TEXT PROVIDED start

Give Majima His Own Yakuza Game

Yakuza is finally getting away from the cast that made it great, but there's one loose end left.

A winter dry spell has had me looking for new, highly time-consuming games to play. At the same time, because I am an entitled millennial raised by smartphones and Toonami, I’ve needed stuff to play on my TV in the background. The result was a return to Yakuza 0 (my favorite game in one of my favorite series) via the Giant Bomb Let’s Play, “Beast in the East.” I hadn’t revisited the game — nor its dual story of Goro Majima and Kazuma Kiryu battling a real estate conspiracy in 1980s Japan — since it released in 2017. Now that I have, though, I can only come to one conclusion. Give Majima his own game.

TEXT PROVIDED end
RECORDS TO PROCESS start

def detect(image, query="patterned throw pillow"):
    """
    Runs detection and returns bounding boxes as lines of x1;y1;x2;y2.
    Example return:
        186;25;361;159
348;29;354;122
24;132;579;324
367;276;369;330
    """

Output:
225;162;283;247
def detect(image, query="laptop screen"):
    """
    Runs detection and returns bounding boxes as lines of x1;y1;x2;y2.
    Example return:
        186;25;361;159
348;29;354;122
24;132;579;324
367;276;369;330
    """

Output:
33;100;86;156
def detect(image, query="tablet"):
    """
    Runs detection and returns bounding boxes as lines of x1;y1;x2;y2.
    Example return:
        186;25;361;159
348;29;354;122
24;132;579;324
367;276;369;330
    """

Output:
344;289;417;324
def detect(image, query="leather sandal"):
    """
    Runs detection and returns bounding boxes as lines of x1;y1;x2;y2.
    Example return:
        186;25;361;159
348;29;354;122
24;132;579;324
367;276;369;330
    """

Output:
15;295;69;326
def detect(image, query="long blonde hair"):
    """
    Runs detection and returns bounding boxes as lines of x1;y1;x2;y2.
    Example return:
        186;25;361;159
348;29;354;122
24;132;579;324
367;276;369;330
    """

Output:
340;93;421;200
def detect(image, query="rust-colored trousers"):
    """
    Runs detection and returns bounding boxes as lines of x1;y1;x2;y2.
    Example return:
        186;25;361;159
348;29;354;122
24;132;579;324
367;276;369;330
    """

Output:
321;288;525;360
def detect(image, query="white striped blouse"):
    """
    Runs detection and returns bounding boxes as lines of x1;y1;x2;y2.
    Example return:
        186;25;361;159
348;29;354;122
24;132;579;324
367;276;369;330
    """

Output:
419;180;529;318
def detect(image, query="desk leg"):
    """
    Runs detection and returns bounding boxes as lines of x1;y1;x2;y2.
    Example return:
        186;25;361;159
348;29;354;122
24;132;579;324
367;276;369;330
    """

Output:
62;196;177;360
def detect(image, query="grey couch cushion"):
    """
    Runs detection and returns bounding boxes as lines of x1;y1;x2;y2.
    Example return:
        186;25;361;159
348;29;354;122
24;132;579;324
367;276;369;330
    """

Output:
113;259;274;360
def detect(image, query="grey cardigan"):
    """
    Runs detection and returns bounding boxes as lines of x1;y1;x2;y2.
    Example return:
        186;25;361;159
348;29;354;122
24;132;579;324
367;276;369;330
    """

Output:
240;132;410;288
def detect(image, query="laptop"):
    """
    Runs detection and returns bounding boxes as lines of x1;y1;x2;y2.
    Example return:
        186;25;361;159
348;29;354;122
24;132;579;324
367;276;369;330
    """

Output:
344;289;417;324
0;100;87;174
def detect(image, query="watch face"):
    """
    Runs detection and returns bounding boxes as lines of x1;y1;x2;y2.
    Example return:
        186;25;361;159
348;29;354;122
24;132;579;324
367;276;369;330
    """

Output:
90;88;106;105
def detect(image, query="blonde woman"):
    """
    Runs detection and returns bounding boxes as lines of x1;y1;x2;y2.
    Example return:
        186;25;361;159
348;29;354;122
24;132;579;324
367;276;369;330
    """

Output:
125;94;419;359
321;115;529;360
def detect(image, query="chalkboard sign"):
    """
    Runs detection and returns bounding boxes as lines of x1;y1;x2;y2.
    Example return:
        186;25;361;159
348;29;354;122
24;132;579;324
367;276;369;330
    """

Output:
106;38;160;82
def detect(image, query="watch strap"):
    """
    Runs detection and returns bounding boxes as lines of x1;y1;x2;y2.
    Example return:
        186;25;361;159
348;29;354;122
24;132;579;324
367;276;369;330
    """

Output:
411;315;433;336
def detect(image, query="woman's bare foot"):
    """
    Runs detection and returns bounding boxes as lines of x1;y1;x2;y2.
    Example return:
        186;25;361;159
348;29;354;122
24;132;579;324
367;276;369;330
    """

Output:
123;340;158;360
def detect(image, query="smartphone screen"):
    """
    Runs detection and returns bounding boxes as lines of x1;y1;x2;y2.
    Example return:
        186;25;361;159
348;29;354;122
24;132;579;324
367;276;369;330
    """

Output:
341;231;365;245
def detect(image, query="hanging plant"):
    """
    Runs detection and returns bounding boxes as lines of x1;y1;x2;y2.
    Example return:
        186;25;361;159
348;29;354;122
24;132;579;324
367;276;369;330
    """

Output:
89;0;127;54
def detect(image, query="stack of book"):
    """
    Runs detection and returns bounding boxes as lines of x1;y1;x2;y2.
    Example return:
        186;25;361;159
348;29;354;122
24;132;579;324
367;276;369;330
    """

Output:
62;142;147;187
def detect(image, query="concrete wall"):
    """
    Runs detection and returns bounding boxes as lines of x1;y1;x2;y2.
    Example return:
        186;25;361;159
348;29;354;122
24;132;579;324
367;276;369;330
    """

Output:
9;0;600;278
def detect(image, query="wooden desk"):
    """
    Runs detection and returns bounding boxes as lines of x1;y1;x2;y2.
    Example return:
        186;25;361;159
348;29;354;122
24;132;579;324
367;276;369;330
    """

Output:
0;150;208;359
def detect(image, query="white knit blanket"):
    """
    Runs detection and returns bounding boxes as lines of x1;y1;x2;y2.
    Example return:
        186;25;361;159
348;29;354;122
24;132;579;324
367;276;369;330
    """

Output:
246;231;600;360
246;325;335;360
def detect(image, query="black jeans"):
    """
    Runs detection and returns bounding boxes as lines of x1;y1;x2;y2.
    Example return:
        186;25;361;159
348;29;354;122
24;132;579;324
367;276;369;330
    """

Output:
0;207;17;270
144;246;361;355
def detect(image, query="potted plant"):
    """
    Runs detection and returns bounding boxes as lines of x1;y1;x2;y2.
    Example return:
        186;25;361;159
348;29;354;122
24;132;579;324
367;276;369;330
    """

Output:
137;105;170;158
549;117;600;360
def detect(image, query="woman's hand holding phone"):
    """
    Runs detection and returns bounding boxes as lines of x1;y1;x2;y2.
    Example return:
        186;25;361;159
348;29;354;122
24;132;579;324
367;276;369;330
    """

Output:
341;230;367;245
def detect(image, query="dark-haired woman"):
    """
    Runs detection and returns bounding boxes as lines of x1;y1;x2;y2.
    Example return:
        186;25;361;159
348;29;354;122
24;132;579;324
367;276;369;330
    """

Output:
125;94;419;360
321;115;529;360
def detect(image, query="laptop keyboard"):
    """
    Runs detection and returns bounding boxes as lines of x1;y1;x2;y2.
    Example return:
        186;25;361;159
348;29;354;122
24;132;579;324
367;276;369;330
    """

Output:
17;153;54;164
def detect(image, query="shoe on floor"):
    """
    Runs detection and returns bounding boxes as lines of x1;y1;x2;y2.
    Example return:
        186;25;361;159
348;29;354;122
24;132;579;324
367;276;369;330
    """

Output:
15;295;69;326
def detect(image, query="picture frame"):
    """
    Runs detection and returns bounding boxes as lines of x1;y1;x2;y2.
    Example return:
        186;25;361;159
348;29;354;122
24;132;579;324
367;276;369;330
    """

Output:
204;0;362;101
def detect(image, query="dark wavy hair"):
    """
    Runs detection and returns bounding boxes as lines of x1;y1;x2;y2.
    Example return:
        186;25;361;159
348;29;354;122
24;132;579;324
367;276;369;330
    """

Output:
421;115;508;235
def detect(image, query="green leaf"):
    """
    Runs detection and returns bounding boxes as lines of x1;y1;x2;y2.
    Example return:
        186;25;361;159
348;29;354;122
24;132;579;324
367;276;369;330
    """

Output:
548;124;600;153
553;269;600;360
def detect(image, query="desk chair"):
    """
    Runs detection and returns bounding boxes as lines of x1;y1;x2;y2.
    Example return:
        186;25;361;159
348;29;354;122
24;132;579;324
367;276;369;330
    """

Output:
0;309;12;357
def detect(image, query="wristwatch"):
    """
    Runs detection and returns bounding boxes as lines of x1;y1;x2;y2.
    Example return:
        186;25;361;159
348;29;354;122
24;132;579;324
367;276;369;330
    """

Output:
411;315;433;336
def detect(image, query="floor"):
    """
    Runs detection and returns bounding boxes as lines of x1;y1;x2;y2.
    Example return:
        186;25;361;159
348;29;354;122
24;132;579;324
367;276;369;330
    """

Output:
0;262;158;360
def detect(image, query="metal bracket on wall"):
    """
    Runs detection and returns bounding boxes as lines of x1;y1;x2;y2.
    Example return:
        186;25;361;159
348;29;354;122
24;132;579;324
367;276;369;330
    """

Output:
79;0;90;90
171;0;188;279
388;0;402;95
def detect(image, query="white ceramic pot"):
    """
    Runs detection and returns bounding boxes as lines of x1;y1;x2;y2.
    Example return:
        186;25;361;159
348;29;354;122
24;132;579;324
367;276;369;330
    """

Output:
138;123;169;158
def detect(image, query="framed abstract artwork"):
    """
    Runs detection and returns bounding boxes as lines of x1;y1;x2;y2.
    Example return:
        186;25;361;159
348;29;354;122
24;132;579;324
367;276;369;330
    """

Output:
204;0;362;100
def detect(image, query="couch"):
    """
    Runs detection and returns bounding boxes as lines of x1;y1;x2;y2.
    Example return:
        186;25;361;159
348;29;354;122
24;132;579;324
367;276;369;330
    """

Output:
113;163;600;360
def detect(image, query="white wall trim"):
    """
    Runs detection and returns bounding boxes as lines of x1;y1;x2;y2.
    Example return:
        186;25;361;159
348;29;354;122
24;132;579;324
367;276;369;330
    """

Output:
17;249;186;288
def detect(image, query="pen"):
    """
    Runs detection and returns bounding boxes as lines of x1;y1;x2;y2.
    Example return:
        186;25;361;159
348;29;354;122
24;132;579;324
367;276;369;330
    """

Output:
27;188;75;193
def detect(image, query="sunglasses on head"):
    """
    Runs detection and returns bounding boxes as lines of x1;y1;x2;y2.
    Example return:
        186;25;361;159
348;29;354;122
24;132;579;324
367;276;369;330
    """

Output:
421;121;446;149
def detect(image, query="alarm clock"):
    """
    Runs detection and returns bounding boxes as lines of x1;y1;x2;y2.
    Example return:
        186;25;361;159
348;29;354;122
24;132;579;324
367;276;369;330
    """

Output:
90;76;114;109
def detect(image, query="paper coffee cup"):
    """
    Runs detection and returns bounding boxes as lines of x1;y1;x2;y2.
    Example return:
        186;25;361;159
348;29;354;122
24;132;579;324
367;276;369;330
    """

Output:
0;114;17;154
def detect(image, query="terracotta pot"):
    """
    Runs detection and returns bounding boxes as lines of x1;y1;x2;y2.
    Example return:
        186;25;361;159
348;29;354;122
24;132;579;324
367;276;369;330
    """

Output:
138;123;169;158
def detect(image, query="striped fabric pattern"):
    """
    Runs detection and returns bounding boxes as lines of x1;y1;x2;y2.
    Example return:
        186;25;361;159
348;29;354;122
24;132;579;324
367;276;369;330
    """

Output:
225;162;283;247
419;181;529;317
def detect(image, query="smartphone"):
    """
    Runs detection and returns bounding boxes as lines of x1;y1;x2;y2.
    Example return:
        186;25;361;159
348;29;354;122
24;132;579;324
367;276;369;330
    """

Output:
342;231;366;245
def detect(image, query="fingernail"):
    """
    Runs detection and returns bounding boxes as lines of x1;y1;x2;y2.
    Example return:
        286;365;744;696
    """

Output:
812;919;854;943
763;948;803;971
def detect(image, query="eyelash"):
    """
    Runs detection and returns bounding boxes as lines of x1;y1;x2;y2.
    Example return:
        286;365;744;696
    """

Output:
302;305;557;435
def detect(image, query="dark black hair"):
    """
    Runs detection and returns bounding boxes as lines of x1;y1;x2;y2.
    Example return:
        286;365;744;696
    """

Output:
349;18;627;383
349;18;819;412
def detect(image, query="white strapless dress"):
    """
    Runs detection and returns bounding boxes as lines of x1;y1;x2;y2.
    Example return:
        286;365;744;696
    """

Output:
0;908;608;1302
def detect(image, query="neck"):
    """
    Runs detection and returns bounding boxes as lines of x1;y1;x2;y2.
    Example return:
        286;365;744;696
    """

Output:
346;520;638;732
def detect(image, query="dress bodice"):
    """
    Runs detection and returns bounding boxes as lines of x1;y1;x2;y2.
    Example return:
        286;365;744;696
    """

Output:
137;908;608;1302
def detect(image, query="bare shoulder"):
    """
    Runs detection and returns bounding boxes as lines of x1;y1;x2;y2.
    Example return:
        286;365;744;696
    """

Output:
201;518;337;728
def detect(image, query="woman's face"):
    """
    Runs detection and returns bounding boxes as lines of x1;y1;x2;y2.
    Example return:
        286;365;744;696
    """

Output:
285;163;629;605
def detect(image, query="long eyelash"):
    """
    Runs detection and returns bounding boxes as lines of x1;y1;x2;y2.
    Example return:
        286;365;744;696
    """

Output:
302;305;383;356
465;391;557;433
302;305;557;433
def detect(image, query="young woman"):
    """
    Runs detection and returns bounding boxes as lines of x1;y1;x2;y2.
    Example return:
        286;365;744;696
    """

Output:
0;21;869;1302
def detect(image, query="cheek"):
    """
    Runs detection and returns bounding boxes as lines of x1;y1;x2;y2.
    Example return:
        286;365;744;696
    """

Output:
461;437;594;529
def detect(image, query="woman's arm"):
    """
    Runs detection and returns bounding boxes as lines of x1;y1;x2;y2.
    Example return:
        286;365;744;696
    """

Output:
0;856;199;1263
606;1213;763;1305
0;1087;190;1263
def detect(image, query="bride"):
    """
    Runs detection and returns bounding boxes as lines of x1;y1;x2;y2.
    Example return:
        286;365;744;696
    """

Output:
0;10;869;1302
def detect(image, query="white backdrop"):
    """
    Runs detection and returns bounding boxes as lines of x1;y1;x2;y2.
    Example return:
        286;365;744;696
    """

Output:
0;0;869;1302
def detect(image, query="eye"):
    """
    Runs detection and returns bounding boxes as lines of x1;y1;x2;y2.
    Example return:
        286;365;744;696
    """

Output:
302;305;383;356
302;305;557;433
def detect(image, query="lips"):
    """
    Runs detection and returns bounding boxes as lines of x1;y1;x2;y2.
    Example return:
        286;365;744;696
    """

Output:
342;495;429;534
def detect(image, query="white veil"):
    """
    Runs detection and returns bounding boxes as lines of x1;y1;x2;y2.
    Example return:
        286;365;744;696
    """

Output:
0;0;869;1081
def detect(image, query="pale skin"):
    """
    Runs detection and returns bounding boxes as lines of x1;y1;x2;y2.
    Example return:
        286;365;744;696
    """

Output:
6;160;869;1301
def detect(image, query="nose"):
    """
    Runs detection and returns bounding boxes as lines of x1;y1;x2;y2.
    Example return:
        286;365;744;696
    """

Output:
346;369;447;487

RECORDS TO PROCESS end

**EXERCISES:**
1 - Output the passage of the article about the Yakuza series that runs from "A winter dry" up to and including "his own game.", word for word.
2 - Return the records verbatim, from their first line up to and including the line with "321;288;525;360", and nothing else.
The records bear no relation to the article about the Yakuza series.

**EXPECTED ANSWERS:**
1 -
A winter dry spell has had me looking for new, highly time-consuming games to play. At the same time, because I am an entitled millennial raised by smartphones and Toonami, I’ve needed stuff to play on my TV in the background. The result was a return to Yakuza 0 (my favorite game in one of my favorite series) via the Giant Bomb Let’s Play, “Beast in the East.” I hadn’t revisited the game — nor its dual story of Goro Majima and Kazuma Kiryu battling a real estate conspiracy in 1980s Japan — since it released in 2017. Now that I have, though, I can only come to one conclusion. Give Majima his own game.

2 -
def detect(image, query="patterned throw pillow"):
    """
    Runs detection and returns bounding boxes as lines of x1;y1;x2;y2.
    Example return:
        186;25;361;159
348;29;354;122
24;132;579;324
367;276;369;330
    """

Output:
225;162;283;247
def detect(image, query="laptop screen"):
    """
    Runs detection and returns bounding boxes as lines of x1;y1;x2;y2.
    Example return:
        186;25;361;159
348;29;354;122
24;132;579;324
367;276;369;330
    """

Output:
33;100;86;156
def detect(image, query="tablet"):
    """
    Runs detection and returns bounding boxes as lines of x1;y1;x2;y2.
    Example return:
        186;25;361;159
348;29;354;122
24;132;579;324
367;276;369;330
    """

Output:
344;289;417;324
def detect(image, query="leather sandal"):
    """
    Runs detection and returns bounding boxes as lines of x1;y1;x2;y2.
    Example return:
        186;25;361;159
348;29;354;122
24;132;579;324
367;276;369;330
    """

Output:
15;295;69;326
def detect(image, query="long blonde hair"):
    """
    Runs detection and returns bounding boxes as lines of x1;y1;x2;y2.
    Example return:
        186;25;361;159
348;29;354;122
24;132;579;324
367;276;369;330
    """

Output:
340;93;421;200
def detect(image, query="rust-colored trousers"):
    """
    Runs detection and returns bounding boxes as lines of x1;y1;x2;y2.
    Example return:
        186;25;361;159
348;29;354;122
24;132;579;324
367;276;369;330
    """

Output:
321;288;525;360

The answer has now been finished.